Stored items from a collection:
--------------------

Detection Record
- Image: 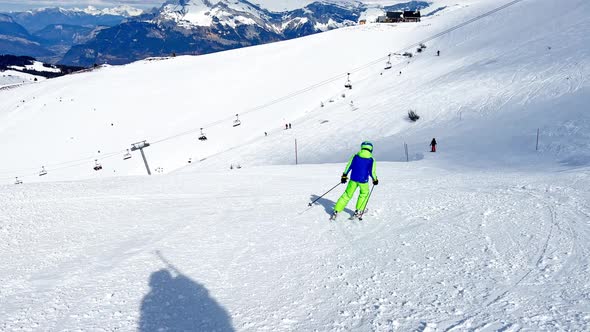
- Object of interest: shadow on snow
[310,195,354,215]
[138,253,234,332]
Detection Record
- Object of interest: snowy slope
[0,162,590,331]
[0,1,590,181]
[0,0,590,331]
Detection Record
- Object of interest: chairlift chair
[123,149,131,160]
[384,54,392,70]
[94,159,102,171]
[199,128,207,141]
[233,114,242,127]
[344,73,352,89]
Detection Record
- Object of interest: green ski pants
[334,181,369,212]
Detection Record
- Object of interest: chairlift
[233,114,242,127]
[384,53,392,70]
[344,73,352,89]
[123,149,131,160]
[94,159,102,171]
[199,126,208,141]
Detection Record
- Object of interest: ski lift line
[152,0,525,144]
[0,150,126,178]
[151,75,352,145]
[4,152,127,179]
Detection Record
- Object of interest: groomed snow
[0,0,590,331]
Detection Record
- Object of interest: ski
[348,209,369,220]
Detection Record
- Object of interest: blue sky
[0,0,166,12]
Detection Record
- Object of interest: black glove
[340,174,348,183]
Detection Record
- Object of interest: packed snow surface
[0,0,590,331]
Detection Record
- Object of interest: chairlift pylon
[384,53,392,70]
[233,114,242,127]
[199,128,207,141]
[344,73,352,89]
[94,159,102,171]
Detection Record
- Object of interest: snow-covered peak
[160,0,264,26]
[22,5,143,17]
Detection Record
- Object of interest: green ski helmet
[361,141,373,152]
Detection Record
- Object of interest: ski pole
[359,185,375,220]
[307,182,342,206]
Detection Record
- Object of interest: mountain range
[0,0,429,66]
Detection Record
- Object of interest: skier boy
[330,141,379,220]
[430,138,436,152]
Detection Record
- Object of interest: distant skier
[330,141,379,220]
[430,138,436,152]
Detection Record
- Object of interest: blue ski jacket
[344,150,377,183]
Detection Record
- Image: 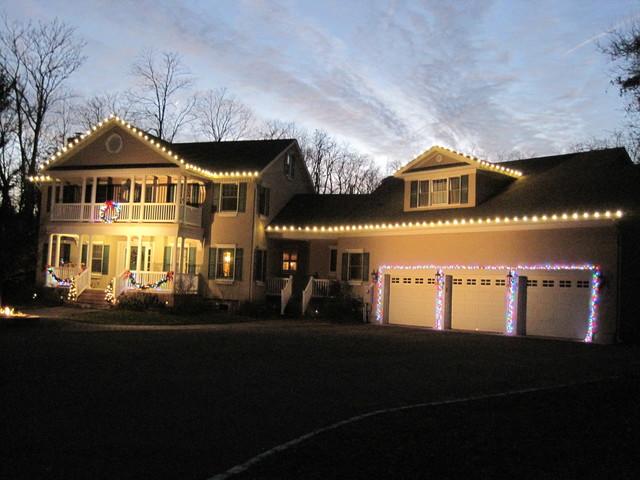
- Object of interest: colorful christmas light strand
[376,263,602,343]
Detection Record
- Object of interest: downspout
[249,182,258,302]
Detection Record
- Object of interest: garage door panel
[451,271,507,333]
[389,271,436,327]
[527,271,591,340]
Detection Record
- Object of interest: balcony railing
[50,203,202,227]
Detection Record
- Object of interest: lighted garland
[123,271,173,290]
[99,200,122,223]
[505,270,518,335]
[104,279,116,305]
[376,263,602,343]
[67,277,78,302]
[47,267,73,287]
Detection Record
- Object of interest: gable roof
[394,145,522,178]
[270,148,640,230]
[40,115,297,178]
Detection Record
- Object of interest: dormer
[394,146,522,211]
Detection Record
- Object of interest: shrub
[118,293,164,311]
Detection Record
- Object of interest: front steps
[76,288,109,308]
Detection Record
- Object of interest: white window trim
[344,248,369,286]
[329,245,339,276]
[216,182,240,217]
[211,243,238,285]
[407,173,473,211]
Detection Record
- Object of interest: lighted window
[431,178,447,205]
[220,183,238,212]
[283,153,296,178]
[216,248,235,280]
[282,250,298,272]
[329,247,338,273]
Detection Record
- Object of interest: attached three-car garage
[385,267,593,340]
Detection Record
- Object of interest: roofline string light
[402,145,522,178]
[376,263,602,343]
[266,210,624,234]
[37,114,260,181]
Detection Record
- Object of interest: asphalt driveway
[0,320,640,479]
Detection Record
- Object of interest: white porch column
[124,235,131,270]
[127,175,136,221]
[90,176,98,221]
[136,235,142,272]
[51,178,58,220]
[75,235,82,272]
[87,235,93,276]
[139,175,147,221]
[80,175,87,222]
[171,235,178,273]
[178,237,184,273]
[56,234,62,267]
[47,233,53,267]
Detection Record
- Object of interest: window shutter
[187,247,196,275]
[409,180,418,208]
[212,183,220,212]
[162,246,171,272]
[102,245,109,275]
[238,182,247,212]
[362,252,369,282]
[264,188,271,216]
[209,248,218,279]
[41,243,49,270]
[460,175,469,203]
[341,252,349,282]
[233,248,242,280]
[253,248,262,280]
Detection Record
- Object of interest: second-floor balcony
[45,176,206,227]
[49,203,202,227]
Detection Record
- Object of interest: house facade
[34,117,640,343]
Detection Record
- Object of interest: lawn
[0,312,640,480]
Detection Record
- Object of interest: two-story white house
[34,117,640,342]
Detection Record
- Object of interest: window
[431,178,447,205]
[342,251,370,283]
[409,175,469,208]
[220,183,238,212]
[283,153,296,178]
[253,249,267,282]
[329,247,338,273]
[410,180,429,208]
[282,250,298,272]
[209,245,243,281]
[213,182,247,213]
[258,185,271,216]
[91,244,109,275]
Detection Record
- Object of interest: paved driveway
[0,320,640,479]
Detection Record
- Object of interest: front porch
[42,233,203,299]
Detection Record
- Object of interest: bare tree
[130,50,196,142]
[0,17,85,216]
[75,92,137,130]
[196,88,254,142]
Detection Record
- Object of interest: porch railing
[50,203,202,227]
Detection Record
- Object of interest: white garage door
[389,270,436,327]
[521,271,591,340]
[451,270,507,333]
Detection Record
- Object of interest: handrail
[302,276,315,315]
[280,275,293,315]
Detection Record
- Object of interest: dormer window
[409,175,469,208]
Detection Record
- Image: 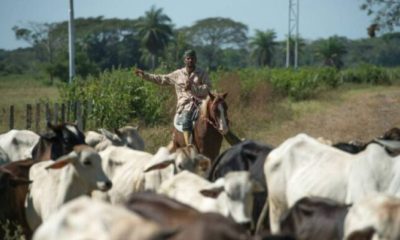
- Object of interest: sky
[0,0,372,50]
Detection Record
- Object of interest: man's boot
[183,131,192,146]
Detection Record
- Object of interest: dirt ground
[256,86,400,146]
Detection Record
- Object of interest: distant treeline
[0,7,400,83]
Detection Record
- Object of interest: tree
[361,0,400,32]
[136,6,172,68]
[250,30,276,66]
[317,36,347,68]
[13,22,66,83]
[185,17,247,68]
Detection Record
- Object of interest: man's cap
[183,49,196,58]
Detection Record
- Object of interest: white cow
[157,171,262,223]
[25,145,112,230]
[33,197,159,240]
[85,126,144,151]
[0,147,11,165]
[259,134,400,233]
[0,129,40,162]
[94,146,211,204]
[344,194,400,240]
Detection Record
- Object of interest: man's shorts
[177,111,193,131]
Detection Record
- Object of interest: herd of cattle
[0,123,400,240]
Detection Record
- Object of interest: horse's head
[207,93,229,135]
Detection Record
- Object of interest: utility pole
[286,0,299,68]
[68,0,75,84]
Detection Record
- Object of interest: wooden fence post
[46,103,51,126]
[26,104,32,129]
[9,105,14,129]
[35,103,40,132]
[54,103,58,124]
[61,103,65,123]
[76,102,83,131]
[66,101,71,122]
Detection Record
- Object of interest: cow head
[46,145,112,192]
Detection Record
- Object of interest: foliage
[250,30,276,66]
[136,6,172,69]
[317,36,347,69]
[361,0,400,30]
[60,69,169,128]
[185,17,247,69]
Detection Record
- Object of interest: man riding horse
[135,50,240,145]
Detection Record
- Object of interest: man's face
[184,56,197,67]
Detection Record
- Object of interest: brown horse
[172,93,229,161]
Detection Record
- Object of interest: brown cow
[125,192,249,240]
[125,192,200,229]
[280,197,350,240]
[0,159,34,239]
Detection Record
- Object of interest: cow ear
[144,159,175,172]
[45,152,78,169]
[200,178,225,198]
[347,227,375,240]
[99,128,118,141]
[114,128,123,137]
[46,121,54,130]
[200,187,224,198]
[208,92,215,101]
[252,179,266,193]
[199,157,211,172]
[10,177,32,187]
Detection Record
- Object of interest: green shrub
[60,69,169,128]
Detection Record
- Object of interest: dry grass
[0,74,400,152]
[0,76,59,132]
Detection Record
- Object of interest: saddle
[174,108,199,132]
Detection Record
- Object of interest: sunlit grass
[0,75,59,132]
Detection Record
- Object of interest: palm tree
[136,6,172,68]
[250,30,276,66]
[317,36,347,68]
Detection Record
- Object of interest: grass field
[0,73,400,152]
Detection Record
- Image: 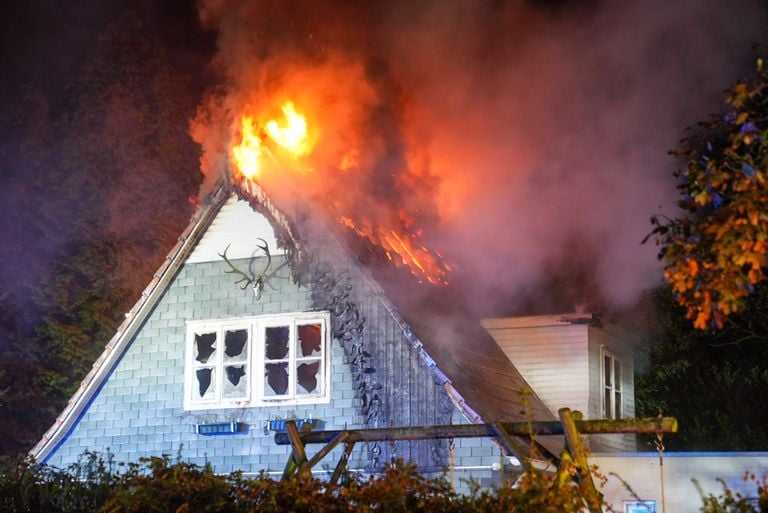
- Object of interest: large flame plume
[192,0,768,311]
[225,71,449,284]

--------------------

• [What needs to be done]
Rewrite all the records above, swapping "Object of interest" for "Target label" everywhere it appears and changing nothing else. Leave the pictures out of your answer.

• [Result below]
Detection Record
- Image: 
- Target label: shadow on snow
[310,195,354,215]
[138,253,234,332]
Detection Record
- Target label: snowy slope
[0,162,590,331]
[0,1,590,181]
[0,0,590,331]
Detection Record
- Target label: chairlift chair
[123,149,131,160]
[384,54,392,70]
[94,159,102,171]
[199,128,207,141]
[233,114,242,127]
[344,73,352,89]
Detection Record
- Target label: green ski pants
[334,181,369,212]
Detection Record
- Target label: chairlift
[233,114,242,127]
[384,53,392,70]
[344,73,352,89]
[123,149,131,160]
[94,159,102,171]
[199,126,208,141]
Detection Record
- Target label: ski lift line
[152,0,525,144]
[0,150,126,178]
[151,75,352,145]
[4,152,127,179]
Detection Record
- Target label: groomed snow
[0,0,590,331]
Detection Record
- Target label: ski
[348,209,369,220]
Detection Record
- Target label: blue sky
[0,0,166,12]
Detection Record
- Target label: black glove
[340,174,348,183]
Detection Record
- Target label: packed snow surface
[0,0,590,331]
Detection Record
- Target label: chairlift pylon
[384,53,392,70]
[233,114,242,127]
[199,128,207,141]
[344,73,352,89]
[94,159,102,171]
Detection Record
- Target label: snow-covered peak
[160,0,264,26]
[22,5,143,17]
Detection Record
- Target label: green ski helmet
[361,141,373,152]
Detection Record
- Target label: ski pole
[359,185,375,220]
[307,182,342,206]
Detection Record
- Target label: mountain range
[0,0,429,66]
Detection Record
- Target label: skier boy
[330,141,379,220]
[430,138,436,152]
Detection Record
- Target label: distant skier
[330,141,379,220]
[430,138,436,152]
Detection Record
- Target label: blue ski jacket
[344,150,377,183]
Detection Record
- Image: 
- Target label: colorful christmas light strand
[376,263,602,343]
Detection Record
- Target label: downspout
[249,182,258,302]
Detection Record
- Target label: garage door panel
[451,271,507,333]
[389,271,436,327]
[527,271,591,340]
Detection Record
- Target label: balcony railing
[50,203,202,227]
Detection Record
- Target label: lighted garland
[123,271,173,290]
[99,200,122,223]
[505,270,518,335]
[104,279,116,305]
[376,263,602,343]
[67,277,78,302]
[47,267,73,287]
Detection Record
- Target label: gable roof
[394,145,522,178]
[270,148,640,230]
[40,115,297,178]
Detection Record
- Target label: dormer
[394,146,522,211]
Detection Record
- Target label: shrub
[118,293,164,311]
Detection Record
- Target label: front steps
[76,288,109,308]
Detection Record
- Target label: white window trim
[344,248,369,286]
[329,245,339,276]
[216,182,240,217]
[211,243,238,285]
[407,173,473,211]
Detection Record
- Target label: lighted window
[431,178,447,205]
[220,183,238,212]
[283,153,296,178]
[216,248,235,280]
[282,250,298,272]
[329,247,338,273]
Detection Record
- Target label: attached three-car garage
[385,267,593,340]
Detection Record
- Target label: roofline string light
[402,145,522,178]
[376,263,602,343]
[266,210,624,234]
[37,114,260,181]
Detection Record
- Target label: asphalt driveway
[0,320,640,479]
Detection Record
- Target label: white porch column
[124,235,131,270]
[127,175,136,221]
[90,176,98,221]
[136,235,142,272]
[51,178,58,220]
[75,235,82,272]
[87,235,93,276]
[139,175,147,221]
[80,175,87,222]
[171,235,178,273]
[178,237,184,273]
[56,234,62,267]
[47,233,53,267]
Detection Record
- Target label: window shutter
[187,247,196,275]
[409,180,418,208]
[212,183,220,212]
[162,246,171,272]
[102,245,109,275]
[238,182,247,212]
[362,252,369,282]
[264,188,271,216]
[209,248,218,279]
[41,243,49,270]
[460,175,469,203]
[341,252,349,282]
[233,248,242,280]
[253,248,262,280]
Detection Record
- Target label: second-floor balcony
[45,176,206,227]
[49,203,202,227]
Detection Record
- Target label: house facade
[34,117,640,343]
Detection Record
- Target label: lawn
[0,312,640,480]
Detection Record
- Target label: two-story white house
[34,117,640,342]
Detection Record
- Target label: window
[431,178,447,205]
[342,251,370,283]
[409,175,469,208]
[220,183,238,212]
[283,153,296,178]
[253,249,267,282]
[329,247,338,273]
[410,180,429,208]
[282,250,298,272]
[209,245,243,281]
[213,182,247,213]
[258,185,271,216]
[91,244,109,275]
Detection Record
- Target label: paved driveway
[0,320,640,479]
Detection Record
- Target label: front porch
[42,233,203,299]
Detection Record
- Target label: bare tree
[130,50,196,142]
[0,17,85,216]
[75,92,137,130]
[196,88,254,142]
Detection Record
- Target label: porch railing
[50,203,202,227]
Detection Record
- Target label: white garage door
[389,270,436,327]
[521,271,591,340]
[451,270,507,333]
Detection Record
- Target label: handrail
[302,276,315,315]
[280,275,293,315]
Detection Record
- Target label: dormer window
[409,175,469,208]
Detection Record
- Image: 
- Target label: sky
[0,0,372,50]
Detection Record
- Target label: man's boot
[183,131,192,146]
Detection Record
- Target label: dirt ground
[256,86,400,146]
Detection Record
- Target label: distant treeline
[0,7,400,83]
Detection Record
- Target label: tree
[361,0,400,32]
[136,6,172,68]
[250,30,276,66]
[317,36,347,68]
[13,22,66,83]
[185,17,247,68]
Detection Record
- Target label: man's cap
[183,49,196,58]
Detection Record
- Target label: white cow
[157,171,262,223]
[25,145,112,230]
[33,197,159,240]
[85,126,144,151]
[0,147,11,165]
[259,134,400,233]
[0,129,40,162]
[94,146,211,204]
[344,194,400,240]
Detection Record
- Target label: man's shorts
[177,111,193,131]
Detection Record
- Target label: herd of cattle
[0,123,400,240]
Detection Record
- Target label: horse's head
[207,93,229,135]
Detection Record
- Target label: utility pole
[286,0,299,68]
[68,0,75,84]
Detection Record
- Target label: wooden fence post
[46,103,51,126]
[26,104,32,129]
[9,105,14,129]
[35,103,40,132]
[54,103,58,124]
[61,103,65,123]
[76,102,83,131]
[66,101,71,122]
Detection Record
- Target label: cow head
[46,145,112,192]
Detection Record
- Target label: foliage
[250,30,276,66]
[136,6,172,69]
[317,36,347,69]
[361,0,400,30]
[60,69,169,128]
[185,17,247,69]
Detection Record
- Target label: man riding horse
[135,50,240,145]
Detection Record
- Target label: man's face
[184,56,197,67]
Detection Record
- Target label: brown horse
[172,93,229,161]
Detection Record
- Target label: brown cow
[125,192,249,240]
[125,192,200,229]
[280,197,350,240]
[0,159,34,239]
Detection Record
- Target label: cow ear
[144,159,175,172]
[45,152,78,169]
[200,178,225,198]
[347,227,375,240]
[99,128,118,141]
[114,128,123,137]
[46,121,54,130]
[200,187,224,198]
[208,92,215,101]
[252,179,266,193]
[199,157,211,172]
[10,177,32,187]
Detection Record
- Target label: green shrub
[60,69,169,128]
Detection Record
- Target label: dry grass
[0,74,400,152]
[0,76,59,132]
Detection Record
- Target label: saddle
[174,108,199,132]
Detection Record
- Target label: sunlit grass
[0,75,59,132]
Detection Record
- Target label: palm tree
[136,6,172,68]
[250,30,276,66]
[317,36,347,68]
Detection Record
- Target label: grass field
[0,73,400,152]
Detection Record
- Image: 
- Target label: large flame plume
[192,0,768,311]
[225,71,449,284]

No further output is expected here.